### WHAT IS REQUIRED
Show every line of the items below that contains the string "pipe", copying each line in full. Case counts.

### Collected data entries
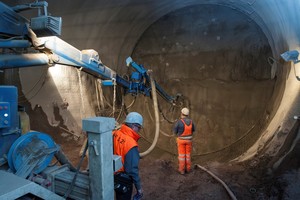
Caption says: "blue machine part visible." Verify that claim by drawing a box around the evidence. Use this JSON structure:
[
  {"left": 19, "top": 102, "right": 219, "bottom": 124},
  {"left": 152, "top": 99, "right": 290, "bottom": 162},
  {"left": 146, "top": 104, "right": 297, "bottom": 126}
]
[
  {"left": 7, "top": 132, "right": 59, "bottom": 178},
  {"left": 0, "top": 86, "right": 21, "bottom": 159},
  {"left": 0, "top": 102, "right": 10, "bottom": 128}
]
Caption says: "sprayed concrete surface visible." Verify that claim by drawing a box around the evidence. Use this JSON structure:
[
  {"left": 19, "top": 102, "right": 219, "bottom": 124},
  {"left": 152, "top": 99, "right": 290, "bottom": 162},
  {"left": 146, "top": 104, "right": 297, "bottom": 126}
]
[{"left": 3, "top": 0, "right": 300, "bottom": 199}]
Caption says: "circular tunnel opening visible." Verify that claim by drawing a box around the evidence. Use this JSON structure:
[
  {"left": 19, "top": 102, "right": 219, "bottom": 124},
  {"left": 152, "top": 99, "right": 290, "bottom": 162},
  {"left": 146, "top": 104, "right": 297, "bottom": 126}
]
[{"left": 132, "top": 4, "right": 278, "bottom": 161}]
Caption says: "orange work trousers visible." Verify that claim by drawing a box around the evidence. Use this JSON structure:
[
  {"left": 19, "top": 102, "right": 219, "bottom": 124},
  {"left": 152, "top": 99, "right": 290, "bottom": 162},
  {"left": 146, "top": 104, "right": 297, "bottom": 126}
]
[{"left": 177, "top": 138, "right": 192, "bottom": 173}]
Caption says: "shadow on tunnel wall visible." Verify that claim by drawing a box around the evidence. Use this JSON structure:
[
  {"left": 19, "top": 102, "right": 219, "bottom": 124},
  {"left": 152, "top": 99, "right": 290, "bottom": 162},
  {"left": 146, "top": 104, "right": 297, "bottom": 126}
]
[{"left": 127, "top": 5, "right": 283, "bottom": 161}]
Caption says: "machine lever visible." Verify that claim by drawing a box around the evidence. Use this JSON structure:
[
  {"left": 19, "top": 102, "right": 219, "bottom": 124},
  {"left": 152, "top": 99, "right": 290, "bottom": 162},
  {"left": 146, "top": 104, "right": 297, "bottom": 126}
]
[{"left": 90, "top": 140, "right": 99, "bottom": 156}]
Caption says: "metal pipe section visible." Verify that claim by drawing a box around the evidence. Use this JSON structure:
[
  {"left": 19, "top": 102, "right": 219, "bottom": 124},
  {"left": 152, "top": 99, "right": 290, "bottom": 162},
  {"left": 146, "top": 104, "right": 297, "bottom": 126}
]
[
  {"left": 0, "top": 40, "right": 31, "bottom": 48},
  {"left": 0, "top": 53, "right": 49, "bottom": 69}
]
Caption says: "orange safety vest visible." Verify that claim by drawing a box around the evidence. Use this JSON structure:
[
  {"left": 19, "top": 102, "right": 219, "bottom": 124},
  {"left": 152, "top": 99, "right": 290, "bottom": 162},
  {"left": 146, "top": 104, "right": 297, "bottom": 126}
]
[
  {"left": 113, "top": 124, "right": 140, "bottom": 172},
  {"left": 179, "top": 119, "right": 193, "bottom": 137}
]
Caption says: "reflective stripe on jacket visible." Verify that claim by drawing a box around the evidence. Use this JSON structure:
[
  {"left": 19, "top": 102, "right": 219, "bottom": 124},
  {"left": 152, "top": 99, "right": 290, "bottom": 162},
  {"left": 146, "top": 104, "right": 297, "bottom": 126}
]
[
  {"left": 113, "top": 124, "right": 140, "bottom": 172},
  {"left": 178, "top": 119, "right": 193, "bottom": 140}
]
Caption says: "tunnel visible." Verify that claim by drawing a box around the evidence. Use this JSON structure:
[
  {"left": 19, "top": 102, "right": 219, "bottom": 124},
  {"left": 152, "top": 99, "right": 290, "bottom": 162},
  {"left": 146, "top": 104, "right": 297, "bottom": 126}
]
[{"left": 1, "top": 0, "right": 300, "bottom": 199}]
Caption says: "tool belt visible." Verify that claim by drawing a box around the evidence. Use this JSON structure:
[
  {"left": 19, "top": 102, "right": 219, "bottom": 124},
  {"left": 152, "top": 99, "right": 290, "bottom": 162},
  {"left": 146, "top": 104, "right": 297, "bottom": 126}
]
[{"left": 114, "top": 172, "right": 133, "bottom": 193}]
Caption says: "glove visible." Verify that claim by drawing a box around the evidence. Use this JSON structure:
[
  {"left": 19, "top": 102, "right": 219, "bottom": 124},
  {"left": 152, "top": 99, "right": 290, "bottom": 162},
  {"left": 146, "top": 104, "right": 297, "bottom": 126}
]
[{"left": 133, "top": 189, "right": 143, "bottom": 200}]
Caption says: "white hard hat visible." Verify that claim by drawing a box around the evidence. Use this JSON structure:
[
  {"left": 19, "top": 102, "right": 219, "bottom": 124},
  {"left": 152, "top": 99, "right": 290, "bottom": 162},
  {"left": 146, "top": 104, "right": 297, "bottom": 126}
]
[
  {"left": 125, "top": 112, "right": 143, "bottom": 126},
  {"left": 181, "top": 108, "right": 190, "bottom": 116}
]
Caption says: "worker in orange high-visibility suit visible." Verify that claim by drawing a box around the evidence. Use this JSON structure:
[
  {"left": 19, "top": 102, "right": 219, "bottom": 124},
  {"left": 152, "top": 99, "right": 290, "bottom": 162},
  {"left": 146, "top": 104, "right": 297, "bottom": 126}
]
[
  {"left": 113, "top": 112, "right": 143, "bottom": 200},
  {"left": 173, "top": 108, "right": 195, "bottom": 174}
]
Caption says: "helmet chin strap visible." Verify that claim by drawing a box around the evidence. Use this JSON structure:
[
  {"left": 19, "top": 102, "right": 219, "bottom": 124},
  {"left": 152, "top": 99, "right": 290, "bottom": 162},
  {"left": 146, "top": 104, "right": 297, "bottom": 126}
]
[{"left": 131, "top": 125, "right": 140, "bottom": 133}]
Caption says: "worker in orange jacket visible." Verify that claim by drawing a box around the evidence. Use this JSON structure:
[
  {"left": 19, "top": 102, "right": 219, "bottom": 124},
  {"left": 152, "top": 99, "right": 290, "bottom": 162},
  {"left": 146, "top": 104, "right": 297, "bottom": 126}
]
[
  {"left": 113, "top": 112, "right": 143, "bottom": 200},
  {"left": 173, "top": 108, "right": 195, "bottom": 174}
]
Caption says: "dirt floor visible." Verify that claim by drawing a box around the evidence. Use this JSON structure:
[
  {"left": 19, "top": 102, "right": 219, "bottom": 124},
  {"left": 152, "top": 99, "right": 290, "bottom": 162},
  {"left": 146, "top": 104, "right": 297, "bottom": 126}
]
[
  {"left": 26, "top": 101, "right": 300, "bottom": 200},
  {"left": 55, "top": 140, "right": 299, "bottom": 200}
]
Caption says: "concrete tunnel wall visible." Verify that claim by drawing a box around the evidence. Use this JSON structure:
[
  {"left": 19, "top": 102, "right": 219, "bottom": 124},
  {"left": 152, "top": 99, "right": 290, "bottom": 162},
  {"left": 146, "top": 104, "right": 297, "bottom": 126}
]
[{"left": 4, "top": 0, "right": 300, "bottom": 164}]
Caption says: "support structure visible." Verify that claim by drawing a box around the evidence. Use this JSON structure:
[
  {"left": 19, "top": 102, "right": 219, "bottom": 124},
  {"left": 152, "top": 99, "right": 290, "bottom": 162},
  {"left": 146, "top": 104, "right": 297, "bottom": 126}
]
[{"left": 82, "top": 117, "right": 115, "bottom": 200}]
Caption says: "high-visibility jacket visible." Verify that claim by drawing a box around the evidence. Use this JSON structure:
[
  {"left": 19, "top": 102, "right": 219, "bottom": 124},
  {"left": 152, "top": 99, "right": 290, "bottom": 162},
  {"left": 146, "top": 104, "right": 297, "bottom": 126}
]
[
  {"left": 113, "top": 124, "right": 140, "bottom": 172},
  {"left": 178, "top": 119, "right": 193, "bottom": 139}
]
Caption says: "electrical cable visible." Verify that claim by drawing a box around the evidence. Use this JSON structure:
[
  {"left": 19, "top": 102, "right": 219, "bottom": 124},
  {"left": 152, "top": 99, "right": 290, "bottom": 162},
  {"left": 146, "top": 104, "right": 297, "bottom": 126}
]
[{"left": 140, "top": 74, "right": 159, "bottom": 157}]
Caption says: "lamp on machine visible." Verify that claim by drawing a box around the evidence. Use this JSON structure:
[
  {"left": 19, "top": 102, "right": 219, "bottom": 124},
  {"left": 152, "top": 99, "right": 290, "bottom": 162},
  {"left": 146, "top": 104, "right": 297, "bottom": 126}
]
[
  {"left": 281, "top": 50, "right": 300, "bottom": 64},
  {"left": 281, "top": 50, "right": 300, "bottom": 81}
]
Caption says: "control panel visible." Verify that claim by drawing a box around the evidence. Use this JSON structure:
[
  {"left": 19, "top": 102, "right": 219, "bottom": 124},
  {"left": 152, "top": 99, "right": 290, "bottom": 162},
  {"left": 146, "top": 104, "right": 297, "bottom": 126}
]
[{"left": 0, "top": 102, "right": 11, "bottom": 128}]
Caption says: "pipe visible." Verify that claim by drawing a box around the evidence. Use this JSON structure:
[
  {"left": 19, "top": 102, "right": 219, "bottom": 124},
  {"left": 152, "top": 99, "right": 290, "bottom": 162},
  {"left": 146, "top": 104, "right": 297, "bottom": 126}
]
[
  {"left": 0, "top": 53, "right": 49, "bottom": 69},
  {"left": 195, "top": 165, "right": 237, "bottom": 200},
  {"left": 140, "top": 71, "right": 159, "bottom": 157},
  {"left": 0, "top": 40, "right": 31, "bottom": 48}
]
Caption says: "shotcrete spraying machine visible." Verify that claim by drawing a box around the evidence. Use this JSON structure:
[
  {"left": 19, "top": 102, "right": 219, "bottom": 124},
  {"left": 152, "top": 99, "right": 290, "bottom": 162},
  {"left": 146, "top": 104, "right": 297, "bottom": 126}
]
[{"left": 0, "top": 1, "right": 178, "bottom": 200}]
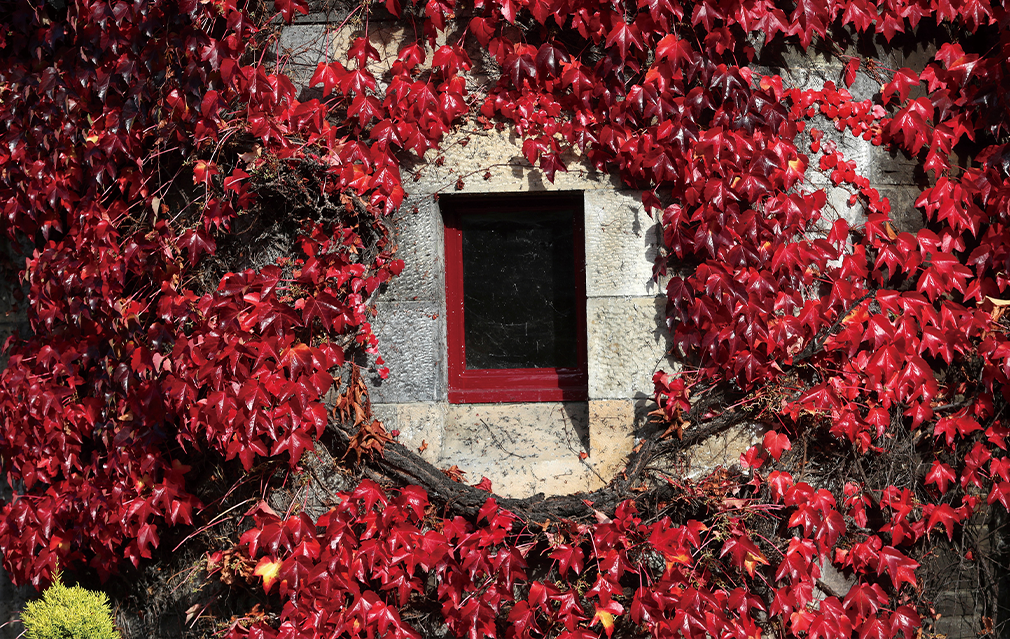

### FINAL ANSWER
Caption says: "metal pipe section visible." Verify that claim by drawing a box around the evidence. Use this JSON structure:
Caption says: "pipe visible." Verify that claim by drawing a box around the evidence. Use this JSON structure:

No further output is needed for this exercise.